_WORK ORDER:_ All of the data below should be output exactly as given.

_EXERCISE DATA:_
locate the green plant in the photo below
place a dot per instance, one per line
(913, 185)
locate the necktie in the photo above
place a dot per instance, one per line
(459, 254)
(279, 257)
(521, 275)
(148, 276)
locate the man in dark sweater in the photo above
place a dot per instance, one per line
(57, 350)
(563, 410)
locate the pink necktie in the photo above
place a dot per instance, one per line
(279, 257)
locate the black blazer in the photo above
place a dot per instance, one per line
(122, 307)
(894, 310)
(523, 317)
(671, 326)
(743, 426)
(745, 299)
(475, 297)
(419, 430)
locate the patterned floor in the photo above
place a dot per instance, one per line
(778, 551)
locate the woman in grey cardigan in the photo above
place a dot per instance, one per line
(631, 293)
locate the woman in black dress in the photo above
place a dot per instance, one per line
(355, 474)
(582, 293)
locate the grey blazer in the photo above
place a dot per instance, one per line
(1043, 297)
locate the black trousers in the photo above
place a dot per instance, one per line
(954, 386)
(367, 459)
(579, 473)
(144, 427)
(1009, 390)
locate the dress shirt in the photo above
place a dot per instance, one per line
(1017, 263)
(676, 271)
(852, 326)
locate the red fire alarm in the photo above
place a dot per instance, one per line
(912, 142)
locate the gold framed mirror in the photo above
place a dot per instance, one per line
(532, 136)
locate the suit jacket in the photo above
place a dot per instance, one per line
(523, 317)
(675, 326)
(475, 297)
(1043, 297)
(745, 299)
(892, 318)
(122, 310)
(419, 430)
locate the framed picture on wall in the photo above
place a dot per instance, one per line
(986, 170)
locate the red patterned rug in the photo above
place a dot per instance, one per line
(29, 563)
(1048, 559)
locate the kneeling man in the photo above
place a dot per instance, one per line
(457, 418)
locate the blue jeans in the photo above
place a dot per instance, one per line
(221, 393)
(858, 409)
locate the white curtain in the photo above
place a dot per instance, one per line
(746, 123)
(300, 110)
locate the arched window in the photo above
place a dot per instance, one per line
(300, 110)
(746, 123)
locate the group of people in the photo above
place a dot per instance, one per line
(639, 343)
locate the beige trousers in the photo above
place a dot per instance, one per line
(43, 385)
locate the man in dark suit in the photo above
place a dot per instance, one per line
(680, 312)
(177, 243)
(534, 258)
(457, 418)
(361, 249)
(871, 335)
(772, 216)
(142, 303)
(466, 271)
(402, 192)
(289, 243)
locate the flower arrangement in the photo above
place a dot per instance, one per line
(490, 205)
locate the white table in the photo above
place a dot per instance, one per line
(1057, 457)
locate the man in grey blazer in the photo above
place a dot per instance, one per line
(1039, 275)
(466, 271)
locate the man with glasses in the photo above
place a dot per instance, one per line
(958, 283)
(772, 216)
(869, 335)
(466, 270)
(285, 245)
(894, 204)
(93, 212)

_EXPECTED ANSWER:_
locate the green plant in the photo below
place a dot per instance, one per line
(913, 185)
locate the necktie in the photo above
place a dot per instance, one per line
(459, 254)
(279, 257)
(521, 275)
(148, 276)
locate the man in dark sweater in the photo above
place a dot per instance, one per line
(57, 350)
(563, 410)
locate the pink necktie in the photo above
place a dot per instance, one per line
(279, 257)
locate the black blazer in the photo above
place a dot per instance, one per line
(122, 307)
(894, 310)
(523, 317)
(671, 326)
(743, 426)
(745, 299)
(475, 297)
(419, 430)
locate the patterned floor in the photo above
place a dot per instance, one per line
(778, 551)
locate the woman in grey cardigan in the photo above
place a dot per instance, one per line
(631, 293)
locate the woman in black dress in the photo above
place a dot per instance, one per line
(355, 474)
(582, 293)
locate the grey blazer in the photo above
place a dot per instance, one per line
(1043, 297)
locate the black trousers in the photo above
place a dot per instance, one per line
(954, 386)
(367, 459)
(579, 473)
(144, 427)
(1009, 390)
locate the dress shirt in the photo above
place a dot per instance, one per line
(1017, 263)
(676, 271)
(852, 326)
locate the red fire alarm in the photo above
place a dot per instance, one per line
(912, 142)
locate the gold framed mirror in the photo above
place a dot per instance, one per line
(532, 136)
locate the suit jacket in the photo above
place a dot per instance, one per line
(523, 317)
(675, 326)
(475, 297)
(1043, 297)
(745, 299)
(892, 318)
(122, 310)
(419, 430)
locate the framed picture on wall in the photo above
place a dot per instance, one per line
(986, 170)
locate the red patterned rug in the photo above
place a dot per instance, one per line
(29, 563)
(1048, 559)
locate the kneeling man in the photo above
place a dot per instance, one per line
(457, 418)
locate the blue jeans in the photo above
place a dot per instance, one per line
(221, 393)
(858, 409)
locate the white curtain in the photo above
place a dot per instance, one per line
(746, 123)
(300, 110)
locate the arched window in the photo above
place a dot per instance, one per line
(300, 110)
(746, 123)
locate the group of people in the photo above
place a dot per instance, one per line
(639, 343)
locate the beige trousers in the photo above
place a dot per instance, one per line
(43, 385)
locate the man in dark suit in the photo above
place a dot per instance, one per line
(680, 312)
(177, 243)
(534, 258)
(457, 418)
(361, 249)
(871, 335)
(772, 216)
(142, 303)
(466, 271)
(402, 192)
(289, 243)
locate the flower arrangement in the photo above
place a dot per instance, one per line
(490, 205)
locate the white table in the photo above
place a dot per instance, one per line
(1057, 457)
locate the man in grey blazer in the photo above
place a dot per instance, one per line
(1039, 275)
(466, 271)
locate the man with glasses in the photo above
place a dot per instance, one per line
(958, 283)
(772, 216)
(869, 335)
(466, 270)
(285, 245)
(894, 204)
(93, 212)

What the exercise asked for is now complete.